Convert the lines below, from the one containing "find the umbrella" through the one containing "[[460, 201, 490, 209], [455, 193, 484, 203]]", inclusive, into a JSON list of strings with one string per line, leaving out any blank lines.

***** PROVIDED DATA *****

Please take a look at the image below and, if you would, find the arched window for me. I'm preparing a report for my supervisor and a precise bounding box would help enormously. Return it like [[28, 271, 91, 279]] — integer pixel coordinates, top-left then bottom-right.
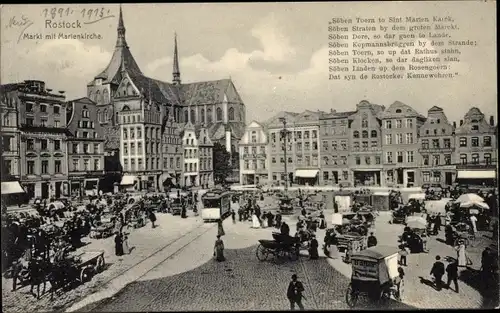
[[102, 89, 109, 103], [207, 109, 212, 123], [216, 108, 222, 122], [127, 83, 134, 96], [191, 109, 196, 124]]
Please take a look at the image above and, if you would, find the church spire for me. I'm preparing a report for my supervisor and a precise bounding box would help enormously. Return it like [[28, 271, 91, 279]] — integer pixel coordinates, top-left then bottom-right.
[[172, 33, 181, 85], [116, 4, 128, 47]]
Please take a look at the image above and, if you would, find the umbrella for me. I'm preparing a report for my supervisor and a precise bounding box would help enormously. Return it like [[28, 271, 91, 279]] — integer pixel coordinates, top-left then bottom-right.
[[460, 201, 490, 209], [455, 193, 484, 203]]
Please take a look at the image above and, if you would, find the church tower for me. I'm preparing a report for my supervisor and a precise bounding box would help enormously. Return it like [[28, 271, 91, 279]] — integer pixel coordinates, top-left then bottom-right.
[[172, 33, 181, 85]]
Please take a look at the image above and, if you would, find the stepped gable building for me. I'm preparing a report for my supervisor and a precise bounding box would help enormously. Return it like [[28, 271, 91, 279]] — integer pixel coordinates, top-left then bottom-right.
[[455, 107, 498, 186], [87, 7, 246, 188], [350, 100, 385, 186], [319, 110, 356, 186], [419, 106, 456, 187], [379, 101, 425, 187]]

*****
***** PROVIDED DATA *****

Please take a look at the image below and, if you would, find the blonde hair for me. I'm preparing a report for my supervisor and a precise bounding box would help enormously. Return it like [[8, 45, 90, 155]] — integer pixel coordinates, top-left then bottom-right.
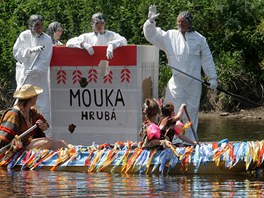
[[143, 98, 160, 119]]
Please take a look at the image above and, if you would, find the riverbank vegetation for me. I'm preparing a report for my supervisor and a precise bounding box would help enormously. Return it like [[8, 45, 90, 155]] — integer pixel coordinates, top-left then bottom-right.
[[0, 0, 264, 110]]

*****

§ **EXERCISE RESPONSE**
[
  "Please take a look at the image above and, if you would, find the umbrella for me. I'm preparing a report for my supervisor and a precise bounding box would help enormously. Return it like [[28, 271, 91, 279]] — integer pixel coordinates, top-left then bottom-right.",
  "[[460, 201, 490, 209], [455, 193, 484, 203]]"
]